* WHAT IS NEEDED:
An exact copy is needed of the lines in the entries below from the line with "Target: red striped hockey sock" up to and including the line with "point(410, 378)", and of nothing else. Leave the pictures out.
==== DATASET EXTRACT
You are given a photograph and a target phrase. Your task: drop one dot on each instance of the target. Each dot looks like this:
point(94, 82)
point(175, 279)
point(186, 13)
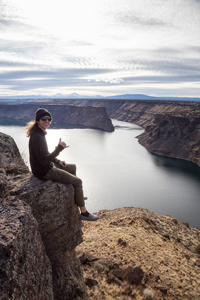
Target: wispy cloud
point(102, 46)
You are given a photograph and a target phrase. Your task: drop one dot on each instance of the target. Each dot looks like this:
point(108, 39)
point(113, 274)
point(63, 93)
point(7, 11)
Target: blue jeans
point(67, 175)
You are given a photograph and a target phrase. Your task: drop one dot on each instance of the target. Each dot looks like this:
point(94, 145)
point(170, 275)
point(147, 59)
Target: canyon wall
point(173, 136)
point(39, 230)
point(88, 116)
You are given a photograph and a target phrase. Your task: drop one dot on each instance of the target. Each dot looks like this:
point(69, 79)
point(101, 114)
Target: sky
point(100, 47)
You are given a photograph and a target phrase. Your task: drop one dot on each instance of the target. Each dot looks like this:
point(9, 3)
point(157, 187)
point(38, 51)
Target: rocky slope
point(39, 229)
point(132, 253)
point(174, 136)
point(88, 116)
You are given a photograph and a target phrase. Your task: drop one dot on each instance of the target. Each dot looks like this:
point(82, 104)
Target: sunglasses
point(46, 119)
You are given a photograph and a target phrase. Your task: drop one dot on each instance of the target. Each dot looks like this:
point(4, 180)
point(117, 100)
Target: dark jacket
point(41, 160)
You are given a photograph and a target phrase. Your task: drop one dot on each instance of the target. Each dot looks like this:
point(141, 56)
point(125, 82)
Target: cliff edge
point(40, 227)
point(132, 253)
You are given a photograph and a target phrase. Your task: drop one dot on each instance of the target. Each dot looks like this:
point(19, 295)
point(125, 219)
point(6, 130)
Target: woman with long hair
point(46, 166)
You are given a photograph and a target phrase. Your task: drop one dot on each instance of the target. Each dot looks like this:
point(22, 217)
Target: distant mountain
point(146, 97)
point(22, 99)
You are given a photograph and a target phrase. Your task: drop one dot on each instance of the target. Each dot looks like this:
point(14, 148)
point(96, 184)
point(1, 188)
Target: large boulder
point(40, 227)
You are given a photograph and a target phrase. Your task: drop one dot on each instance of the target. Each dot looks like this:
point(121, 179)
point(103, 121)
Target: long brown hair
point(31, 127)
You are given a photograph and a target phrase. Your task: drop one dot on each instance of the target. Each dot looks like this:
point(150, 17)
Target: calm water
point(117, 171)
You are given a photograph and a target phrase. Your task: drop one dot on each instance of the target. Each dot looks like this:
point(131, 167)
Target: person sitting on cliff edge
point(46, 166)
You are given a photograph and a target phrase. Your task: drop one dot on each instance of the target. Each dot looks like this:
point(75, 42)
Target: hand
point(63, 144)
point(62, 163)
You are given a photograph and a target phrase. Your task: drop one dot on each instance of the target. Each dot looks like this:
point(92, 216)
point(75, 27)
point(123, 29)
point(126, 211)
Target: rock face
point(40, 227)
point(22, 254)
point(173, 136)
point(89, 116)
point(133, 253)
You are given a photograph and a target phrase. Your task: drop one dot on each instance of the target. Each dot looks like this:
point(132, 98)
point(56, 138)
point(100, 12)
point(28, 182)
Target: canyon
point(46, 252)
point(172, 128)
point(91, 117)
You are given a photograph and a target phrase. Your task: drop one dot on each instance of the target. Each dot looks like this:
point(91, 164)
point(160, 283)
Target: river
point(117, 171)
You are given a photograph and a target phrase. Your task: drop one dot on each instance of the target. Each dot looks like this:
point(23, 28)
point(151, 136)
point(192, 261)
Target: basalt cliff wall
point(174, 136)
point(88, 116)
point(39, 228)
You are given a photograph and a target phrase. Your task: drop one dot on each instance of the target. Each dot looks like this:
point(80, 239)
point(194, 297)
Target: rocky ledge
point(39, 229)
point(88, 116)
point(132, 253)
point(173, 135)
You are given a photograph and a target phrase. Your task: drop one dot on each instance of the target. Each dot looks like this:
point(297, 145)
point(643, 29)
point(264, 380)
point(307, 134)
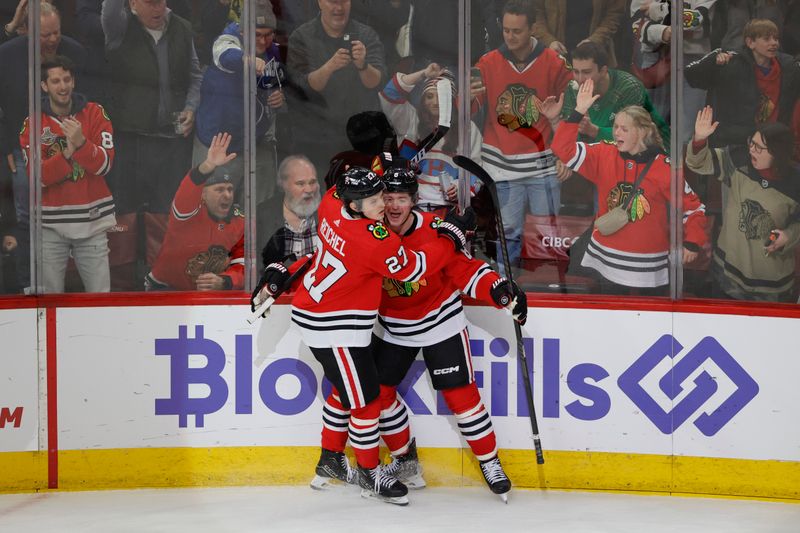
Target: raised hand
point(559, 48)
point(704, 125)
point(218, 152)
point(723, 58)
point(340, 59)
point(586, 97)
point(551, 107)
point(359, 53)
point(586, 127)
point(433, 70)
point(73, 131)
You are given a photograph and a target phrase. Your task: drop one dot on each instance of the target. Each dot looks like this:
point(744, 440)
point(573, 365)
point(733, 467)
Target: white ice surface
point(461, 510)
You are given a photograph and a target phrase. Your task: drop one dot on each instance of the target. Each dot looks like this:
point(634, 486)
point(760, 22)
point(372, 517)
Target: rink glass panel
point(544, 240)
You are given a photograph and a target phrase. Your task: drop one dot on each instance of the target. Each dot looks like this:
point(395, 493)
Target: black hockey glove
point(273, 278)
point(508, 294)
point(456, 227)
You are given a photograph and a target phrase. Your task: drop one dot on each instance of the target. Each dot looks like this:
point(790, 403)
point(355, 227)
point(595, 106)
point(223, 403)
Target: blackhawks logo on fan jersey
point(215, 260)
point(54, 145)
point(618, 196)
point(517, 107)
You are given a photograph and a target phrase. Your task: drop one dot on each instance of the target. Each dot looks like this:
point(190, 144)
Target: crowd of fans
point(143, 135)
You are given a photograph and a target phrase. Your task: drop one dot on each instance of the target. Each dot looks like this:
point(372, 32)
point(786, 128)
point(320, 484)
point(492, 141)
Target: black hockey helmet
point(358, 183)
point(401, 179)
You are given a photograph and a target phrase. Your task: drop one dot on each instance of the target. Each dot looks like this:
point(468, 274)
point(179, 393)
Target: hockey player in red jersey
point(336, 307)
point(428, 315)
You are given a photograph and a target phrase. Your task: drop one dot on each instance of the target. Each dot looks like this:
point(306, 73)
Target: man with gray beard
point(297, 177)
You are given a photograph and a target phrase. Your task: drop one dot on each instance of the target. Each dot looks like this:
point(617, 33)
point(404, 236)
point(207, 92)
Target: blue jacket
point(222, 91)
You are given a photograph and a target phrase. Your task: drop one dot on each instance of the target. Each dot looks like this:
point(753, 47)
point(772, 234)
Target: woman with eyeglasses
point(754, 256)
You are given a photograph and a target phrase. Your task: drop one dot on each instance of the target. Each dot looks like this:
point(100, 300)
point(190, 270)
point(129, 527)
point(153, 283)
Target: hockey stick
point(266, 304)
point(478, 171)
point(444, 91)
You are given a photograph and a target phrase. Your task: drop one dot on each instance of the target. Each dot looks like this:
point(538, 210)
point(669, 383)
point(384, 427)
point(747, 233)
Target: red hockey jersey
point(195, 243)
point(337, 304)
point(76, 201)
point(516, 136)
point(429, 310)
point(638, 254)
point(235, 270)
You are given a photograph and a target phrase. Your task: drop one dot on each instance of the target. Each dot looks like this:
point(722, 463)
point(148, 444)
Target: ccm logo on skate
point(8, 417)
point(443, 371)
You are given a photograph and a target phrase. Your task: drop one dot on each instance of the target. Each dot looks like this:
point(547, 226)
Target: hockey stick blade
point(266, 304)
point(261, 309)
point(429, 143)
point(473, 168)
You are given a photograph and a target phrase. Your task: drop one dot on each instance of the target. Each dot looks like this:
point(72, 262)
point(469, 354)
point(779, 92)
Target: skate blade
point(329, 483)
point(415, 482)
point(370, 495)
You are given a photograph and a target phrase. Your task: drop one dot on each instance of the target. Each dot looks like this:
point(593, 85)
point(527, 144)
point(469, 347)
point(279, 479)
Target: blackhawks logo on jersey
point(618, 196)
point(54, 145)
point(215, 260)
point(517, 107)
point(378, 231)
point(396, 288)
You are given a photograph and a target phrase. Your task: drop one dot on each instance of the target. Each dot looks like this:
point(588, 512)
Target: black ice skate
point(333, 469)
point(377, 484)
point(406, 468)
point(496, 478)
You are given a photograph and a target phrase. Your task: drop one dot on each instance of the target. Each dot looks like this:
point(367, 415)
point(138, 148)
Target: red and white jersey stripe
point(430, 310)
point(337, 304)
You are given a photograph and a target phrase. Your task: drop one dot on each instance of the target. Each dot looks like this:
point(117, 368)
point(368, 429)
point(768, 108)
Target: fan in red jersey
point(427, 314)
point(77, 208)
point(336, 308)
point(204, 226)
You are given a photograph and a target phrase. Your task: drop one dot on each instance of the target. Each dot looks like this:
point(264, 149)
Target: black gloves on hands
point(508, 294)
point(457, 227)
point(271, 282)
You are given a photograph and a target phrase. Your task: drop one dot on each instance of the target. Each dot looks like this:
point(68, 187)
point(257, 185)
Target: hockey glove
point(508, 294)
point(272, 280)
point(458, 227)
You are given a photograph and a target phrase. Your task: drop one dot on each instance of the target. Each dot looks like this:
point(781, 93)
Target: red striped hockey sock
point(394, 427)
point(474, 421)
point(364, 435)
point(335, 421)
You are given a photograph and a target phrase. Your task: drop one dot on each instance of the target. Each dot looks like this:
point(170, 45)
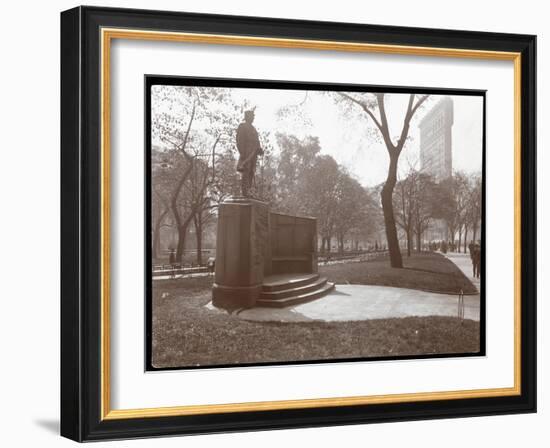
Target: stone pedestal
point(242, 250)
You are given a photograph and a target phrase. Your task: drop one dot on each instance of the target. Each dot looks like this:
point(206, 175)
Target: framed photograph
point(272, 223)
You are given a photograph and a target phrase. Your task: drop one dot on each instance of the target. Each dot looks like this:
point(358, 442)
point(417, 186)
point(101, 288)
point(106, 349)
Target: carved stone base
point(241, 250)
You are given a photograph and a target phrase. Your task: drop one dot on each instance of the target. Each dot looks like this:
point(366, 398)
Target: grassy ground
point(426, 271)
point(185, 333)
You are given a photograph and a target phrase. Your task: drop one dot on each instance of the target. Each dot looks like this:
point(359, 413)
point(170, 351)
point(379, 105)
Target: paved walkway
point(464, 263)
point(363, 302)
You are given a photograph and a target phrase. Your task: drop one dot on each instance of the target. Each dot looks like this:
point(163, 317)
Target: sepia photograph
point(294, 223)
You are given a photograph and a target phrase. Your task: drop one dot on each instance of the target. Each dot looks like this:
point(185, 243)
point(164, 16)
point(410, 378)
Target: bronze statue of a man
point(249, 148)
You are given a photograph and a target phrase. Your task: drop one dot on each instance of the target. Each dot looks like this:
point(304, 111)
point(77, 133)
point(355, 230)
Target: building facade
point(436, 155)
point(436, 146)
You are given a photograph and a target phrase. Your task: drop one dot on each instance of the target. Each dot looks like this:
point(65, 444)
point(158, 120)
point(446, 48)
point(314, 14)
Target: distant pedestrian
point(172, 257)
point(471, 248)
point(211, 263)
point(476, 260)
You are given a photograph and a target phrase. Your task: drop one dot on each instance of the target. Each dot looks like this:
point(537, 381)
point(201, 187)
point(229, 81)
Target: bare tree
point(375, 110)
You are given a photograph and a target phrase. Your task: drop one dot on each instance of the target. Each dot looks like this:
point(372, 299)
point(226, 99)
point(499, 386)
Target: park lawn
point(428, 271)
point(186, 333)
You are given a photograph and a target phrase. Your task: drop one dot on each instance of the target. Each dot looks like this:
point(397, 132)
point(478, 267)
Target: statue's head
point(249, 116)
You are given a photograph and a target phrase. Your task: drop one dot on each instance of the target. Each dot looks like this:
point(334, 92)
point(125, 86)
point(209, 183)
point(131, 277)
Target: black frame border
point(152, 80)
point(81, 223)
========
* TASK RESPONSE:
Target: red striped hockey sock
point(394, 427)
point(474, 421)
point(364, 435)
point(335, 421)
You are given a photograph and a target phrase. Your task: drop one dot on each instance of the target. Each dot looks like this:
point(170, 45)
Target: stone pedestal
point(242, 250)
You are given a photograph and a target phrase. Your task: drop one dot on each instance of the target. Each dot looks like this:
point(206, 175)
Target: framed photograph
point(272, 223)
You are given a photograph and a target phrase. Your task: drop one dot on each instance of the target. Each dot looks like this:
point(358, 442)
point(417, 186)
point(101, 288)
point(106, 349)
Target: carved stone base
point(241, 250)
You are given a photograph and a target phrase. Your task: drop one dot on each instance of the target. Each dot looks like this:
point(366, 398)
Target: grassy ground
point(426, 271)
point(185, 333)
You are given a photograph and a target phrase. Your task: drop one dot on each instance of the target. Each dot looks like this:
point(359, 413)
point(170, 351)
point(379, 105)
Target: paved walkway
point(464, 263)
point(363, 302)
You are given a photograph and a target phrase. Your task: drop one dot on each instance of the target. Each dot looks like this:
point(163, 317)
Target: sepia photograph
point(294, 223)
You are given a photograph and a target phrase. Your task: drop one dot on each instance of the target. Each dot looks like this:
point(185, 243)
point(164, 16)
point(410, 378)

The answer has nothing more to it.